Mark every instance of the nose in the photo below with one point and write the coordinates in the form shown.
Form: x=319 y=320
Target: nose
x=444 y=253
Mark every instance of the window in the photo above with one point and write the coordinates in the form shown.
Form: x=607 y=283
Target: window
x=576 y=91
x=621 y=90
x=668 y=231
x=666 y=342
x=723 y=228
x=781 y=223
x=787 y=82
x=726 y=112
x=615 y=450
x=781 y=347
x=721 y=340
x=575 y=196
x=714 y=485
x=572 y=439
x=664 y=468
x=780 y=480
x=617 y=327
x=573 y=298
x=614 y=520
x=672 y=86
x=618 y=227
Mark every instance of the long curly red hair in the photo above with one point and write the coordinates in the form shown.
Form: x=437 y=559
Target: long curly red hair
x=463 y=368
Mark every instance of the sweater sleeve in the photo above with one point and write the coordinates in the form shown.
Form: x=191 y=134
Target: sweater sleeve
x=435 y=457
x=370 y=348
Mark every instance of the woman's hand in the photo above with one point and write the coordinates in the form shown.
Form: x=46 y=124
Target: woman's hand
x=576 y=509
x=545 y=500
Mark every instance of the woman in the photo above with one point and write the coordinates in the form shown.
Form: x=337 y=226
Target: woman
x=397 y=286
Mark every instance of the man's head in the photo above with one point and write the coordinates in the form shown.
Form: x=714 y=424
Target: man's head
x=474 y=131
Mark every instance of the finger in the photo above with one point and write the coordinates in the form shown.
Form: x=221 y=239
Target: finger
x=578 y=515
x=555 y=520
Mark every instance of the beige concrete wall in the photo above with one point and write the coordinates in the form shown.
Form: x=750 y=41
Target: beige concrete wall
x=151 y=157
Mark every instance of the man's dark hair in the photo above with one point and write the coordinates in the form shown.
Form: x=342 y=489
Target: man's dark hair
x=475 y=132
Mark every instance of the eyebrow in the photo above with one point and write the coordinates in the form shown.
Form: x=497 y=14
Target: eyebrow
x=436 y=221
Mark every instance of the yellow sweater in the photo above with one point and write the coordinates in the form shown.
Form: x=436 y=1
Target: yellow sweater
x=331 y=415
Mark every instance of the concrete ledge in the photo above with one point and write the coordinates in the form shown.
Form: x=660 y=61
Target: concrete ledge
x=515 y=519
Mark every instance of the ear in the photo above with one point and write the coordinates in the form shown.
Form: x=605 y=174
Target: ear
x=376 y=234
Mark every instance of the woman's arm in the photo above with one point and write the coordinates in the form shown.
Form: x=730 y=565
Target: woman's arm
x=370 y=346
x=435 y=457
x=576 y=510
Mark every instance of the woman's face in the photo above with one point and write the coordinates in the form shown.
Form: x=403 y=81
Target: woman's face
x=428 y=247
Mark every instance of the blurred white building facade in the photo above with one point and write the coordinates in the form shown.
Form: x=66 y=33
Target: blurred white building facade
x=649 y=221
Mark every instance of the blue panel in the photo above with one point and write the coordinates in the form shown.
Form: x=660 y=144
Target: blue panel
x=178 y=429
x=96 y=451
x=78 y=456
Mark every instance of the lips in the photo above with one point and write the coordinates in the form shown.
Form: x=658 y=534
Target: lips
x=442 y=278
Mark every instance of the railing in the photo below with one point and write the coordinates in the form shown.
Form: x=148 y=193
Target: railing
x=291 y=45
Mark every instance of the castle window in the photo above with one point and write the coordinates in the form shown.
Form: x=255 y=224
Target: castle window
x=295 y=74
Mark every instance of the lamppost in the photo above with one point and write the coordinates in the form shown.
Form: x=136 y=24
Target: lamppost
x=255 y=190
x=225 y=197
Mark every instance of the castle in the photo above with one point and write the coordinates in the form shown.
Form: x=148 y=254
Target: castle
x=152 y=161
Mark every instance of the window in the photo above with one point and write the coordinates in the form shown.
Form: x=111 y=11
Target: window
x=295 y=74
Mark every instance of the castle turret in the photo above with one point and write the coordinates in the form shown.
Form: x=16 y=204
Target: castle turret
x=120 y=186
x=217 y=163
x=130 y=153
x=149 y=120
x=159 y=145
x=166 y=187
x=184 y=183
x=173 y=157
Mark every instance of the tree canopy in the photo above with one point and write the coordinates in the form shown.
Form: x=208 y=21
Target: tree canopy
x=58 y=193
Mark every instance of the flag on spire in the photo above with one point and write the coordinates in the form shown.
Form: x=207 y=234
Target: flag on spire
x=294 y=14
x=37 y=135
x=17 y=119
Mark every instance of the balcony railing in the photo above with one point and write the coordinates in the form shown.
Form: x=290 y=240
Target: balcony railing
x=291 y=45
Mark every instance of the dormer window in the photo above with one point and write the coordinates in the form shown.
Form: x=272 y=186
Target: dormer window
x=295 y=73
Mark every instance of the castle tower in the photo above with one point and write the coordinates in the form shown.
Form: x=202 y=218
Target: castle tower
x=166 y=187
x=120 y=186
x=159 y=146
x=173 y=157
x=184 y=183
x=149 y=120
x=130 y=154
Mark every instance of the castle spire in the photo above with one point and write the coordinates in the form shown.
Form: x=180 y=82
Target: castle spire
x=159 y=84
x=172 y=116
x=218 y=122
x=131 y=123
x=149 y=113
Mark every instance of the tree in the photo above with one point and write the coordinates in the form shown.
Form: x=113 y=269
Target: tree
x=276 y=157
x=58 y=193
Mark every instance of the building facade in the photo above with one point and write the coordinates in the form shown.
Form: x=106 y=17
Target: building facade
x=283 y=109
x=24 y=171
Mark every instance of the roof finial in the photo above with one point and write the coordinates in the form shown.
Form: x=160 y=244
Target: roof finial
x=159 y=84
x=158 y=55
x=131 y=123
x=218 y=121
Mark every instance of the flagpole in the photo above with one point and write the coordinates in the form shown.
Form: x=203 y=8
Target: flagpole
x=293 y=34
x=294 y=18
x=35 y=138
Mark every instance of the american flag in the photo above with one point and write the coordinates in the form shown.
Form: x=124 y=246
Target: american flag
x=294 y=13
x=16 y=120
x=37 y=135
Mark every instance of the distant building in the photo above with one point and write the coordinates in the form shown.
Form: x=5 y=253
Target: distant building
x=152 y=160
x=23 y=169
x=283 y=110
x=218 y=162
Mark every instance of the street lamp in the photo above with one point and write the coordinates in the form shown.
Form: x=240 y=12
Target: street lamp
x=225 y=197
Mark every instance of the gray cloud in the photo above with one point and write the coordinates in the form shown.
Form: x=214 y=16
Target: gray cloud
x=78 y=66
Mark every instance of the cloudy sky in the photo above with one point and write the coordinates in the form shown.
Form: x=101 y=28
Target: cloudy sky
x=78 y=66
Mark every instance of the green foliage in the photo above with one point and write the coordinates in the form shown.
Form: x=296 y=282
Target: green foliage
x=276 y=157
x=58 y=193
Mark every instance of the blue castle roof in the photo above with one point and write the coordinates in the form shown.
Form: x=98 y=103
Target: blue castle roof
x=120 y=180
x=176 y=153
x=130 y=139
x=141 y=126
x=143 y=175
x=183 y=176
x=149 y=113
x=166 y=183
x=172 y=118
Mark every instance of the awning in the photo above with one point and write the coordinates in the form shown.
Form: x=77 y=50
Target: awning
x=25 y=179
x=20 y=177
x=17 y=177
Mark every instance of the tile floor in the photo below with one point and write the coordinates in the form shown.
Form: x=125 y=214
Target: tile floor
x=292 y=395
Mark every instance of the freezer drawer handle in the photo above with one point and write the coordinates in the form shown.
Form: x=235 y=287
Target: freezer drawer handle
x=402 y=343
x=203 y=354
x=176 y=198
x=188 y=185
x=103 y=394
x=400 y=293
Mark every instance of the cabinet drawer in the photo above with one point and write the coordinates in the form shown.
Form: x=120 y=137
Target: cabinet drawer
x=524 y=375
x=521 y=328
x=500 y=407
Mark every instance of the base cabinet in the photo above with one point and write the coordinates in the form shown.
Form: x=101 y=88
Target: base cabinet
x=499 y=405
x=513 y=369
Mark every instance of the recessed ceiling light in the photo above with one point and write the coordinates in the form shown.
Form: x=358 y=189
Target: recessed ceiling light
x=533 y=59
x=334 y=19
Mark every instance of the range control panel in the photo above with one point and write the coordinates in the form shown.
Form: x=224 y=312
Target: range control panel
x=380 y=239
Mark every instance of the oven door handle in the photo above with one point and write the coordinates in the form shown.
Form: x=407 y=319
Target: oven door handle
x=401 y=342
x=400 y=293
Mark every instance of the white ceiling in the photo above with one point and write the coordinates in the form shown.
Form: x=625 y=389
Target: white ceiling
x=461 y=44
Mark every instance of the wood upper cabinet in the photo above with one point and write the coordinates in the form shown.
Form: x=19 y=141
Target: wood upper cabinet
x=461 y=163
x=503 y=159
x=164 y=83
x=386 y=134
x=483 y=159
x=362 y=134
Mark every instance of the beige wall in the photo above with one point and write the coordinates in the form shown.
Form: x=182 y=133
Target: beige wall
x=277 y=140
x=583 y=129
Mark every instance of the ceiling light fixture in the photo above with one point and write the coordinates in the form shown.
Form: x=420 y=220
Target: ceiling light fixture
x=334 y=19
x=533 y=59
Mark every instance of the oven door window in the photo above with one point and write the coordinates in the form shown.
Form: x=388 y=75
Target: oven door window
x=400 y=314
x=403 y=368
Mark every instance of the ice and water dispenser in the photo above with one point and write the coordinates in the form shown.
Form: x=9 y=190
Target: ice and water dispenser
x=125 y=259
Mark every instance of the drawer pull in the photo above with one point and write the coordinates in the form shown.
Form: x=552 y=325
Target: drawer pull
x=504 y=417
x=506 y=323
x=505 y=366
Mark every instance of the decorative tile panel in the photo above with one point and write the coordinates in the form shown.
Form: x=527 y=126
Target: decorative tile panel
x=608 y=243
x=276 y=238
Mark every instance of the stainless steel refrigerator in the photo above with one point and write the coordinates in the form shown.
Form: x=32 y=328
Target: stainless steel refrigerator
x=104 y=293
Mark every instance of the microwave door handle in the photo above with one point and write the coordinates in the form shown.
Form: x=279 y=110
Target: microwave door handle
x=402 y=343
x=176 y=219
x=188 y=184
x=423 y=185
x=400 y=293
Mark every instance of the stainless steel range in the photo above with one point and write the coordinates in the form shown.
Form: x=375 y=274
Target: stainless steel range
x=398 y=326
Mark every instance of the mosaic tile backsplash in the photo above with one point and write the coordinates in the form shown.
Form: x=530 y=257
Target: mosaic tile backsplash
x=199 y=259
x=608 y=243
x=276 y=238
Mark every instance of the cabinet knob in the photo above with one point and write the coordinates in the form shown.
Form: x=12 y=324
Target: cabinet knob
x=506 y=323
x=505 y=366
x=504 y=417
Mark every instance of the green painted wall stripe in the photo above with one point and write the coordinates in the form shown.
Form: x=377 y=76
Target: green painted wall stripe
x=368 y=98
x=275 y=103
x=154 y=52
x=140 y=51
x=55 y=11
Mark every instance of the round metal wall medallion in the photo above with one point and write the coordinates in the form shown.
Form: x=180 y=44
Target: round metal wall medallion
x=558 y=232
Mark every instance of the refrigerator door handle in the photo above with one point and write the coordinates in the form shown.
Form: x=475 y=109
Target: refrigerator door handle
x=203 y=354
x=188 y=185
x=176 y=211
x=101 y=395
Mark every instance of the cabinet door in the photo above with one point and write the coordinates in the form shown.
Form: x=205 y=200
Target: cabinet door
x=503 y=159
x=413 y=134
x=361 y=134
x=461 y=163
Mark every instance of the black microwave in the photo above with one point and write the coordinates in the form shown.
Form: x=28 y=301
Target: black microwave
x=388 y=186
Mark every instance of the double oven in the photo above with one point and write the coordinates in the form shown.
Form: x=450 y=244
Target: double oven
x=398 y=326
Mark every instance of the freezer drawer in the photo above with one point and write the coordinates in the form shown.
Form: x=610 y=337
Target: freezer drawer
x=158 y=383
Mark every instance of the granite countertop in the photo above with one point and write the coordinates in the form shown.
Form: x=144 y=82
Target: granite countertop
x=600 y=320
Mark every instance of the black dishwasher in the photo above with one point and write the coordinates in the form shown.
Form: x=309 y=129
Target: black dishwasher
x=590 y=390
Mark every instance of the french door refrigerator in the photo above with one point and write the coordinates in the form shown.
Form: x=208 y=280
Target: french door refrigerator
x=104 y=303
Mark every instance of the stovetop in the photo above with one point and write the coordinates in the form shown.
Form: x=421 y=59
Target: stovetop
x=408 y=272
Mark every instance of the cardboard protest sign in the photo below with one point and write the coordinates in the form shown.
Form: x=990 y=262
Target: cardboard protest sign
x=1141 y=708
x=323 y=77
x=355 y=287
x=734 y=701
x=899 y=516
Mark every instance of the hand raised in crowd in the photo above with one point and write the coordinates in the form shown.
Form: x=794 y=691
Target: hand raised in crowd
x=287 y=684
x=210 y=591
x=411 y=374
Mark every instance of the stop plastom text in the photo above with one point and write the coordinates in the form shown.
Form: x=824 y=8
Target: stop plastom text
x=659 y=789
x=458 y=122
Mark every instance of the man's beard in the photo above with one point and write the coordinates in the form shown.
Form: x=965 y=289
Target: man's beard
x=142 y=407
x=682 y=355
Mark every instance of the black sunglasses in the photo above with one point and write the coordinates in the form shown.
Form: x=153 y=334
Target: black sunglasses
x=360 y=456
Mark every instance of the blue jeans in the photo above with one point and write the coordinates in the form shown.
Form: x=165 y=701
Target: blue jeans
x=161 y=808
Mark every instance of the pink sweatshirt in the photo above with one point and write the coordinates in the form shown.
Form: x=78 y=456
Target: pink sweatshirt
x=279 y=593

__________________________________________________

Rewrite the data above from the line holding "Mark every instance of the hand" through the end of the data, inclusive, with "pink sweatshirt" replaced by "pink hoodie" and everything else left unchanged.

* [FINAL RESULT]
Mark every instance of the hand raised in crowd in the photo above with one point and write the coordinates in the form shown.
Form: x=794 y=691
Target: hand raised in crowd
x=287 y=684
x=210 y=591
x=411 y=374
Mark every instance of the stop plastom text in the photo above with one point and write the coordinates in the form shown.
Form: x=824 y=8
Target: stop plastom text
x=659 y=789
x=458 y=122
Mark every instance of the man's beard in the photo above with one point and write the coordinates in the form shown.
Form: x=965 y=289
Target: man's beard
x=142 y=407
x=682 y=355
Mark every instance of the black sunglasses in the photo above with one point and write the coordinates in the form shown.
Form: x=153 y=334
Target: black sunglasses
x=360 y=456
Mark every instance of the blue jeans in the photo above with one point and write the coordinates in the form shown.
Form: x=165 y=701
Target: blue jeans
x=161 y=808
Mark every instance of the pink hoodie in the photo above with one point and write the coordinates in the form shown.
Form: x=78 y=456
Target: pink hoodie
x=279 y=593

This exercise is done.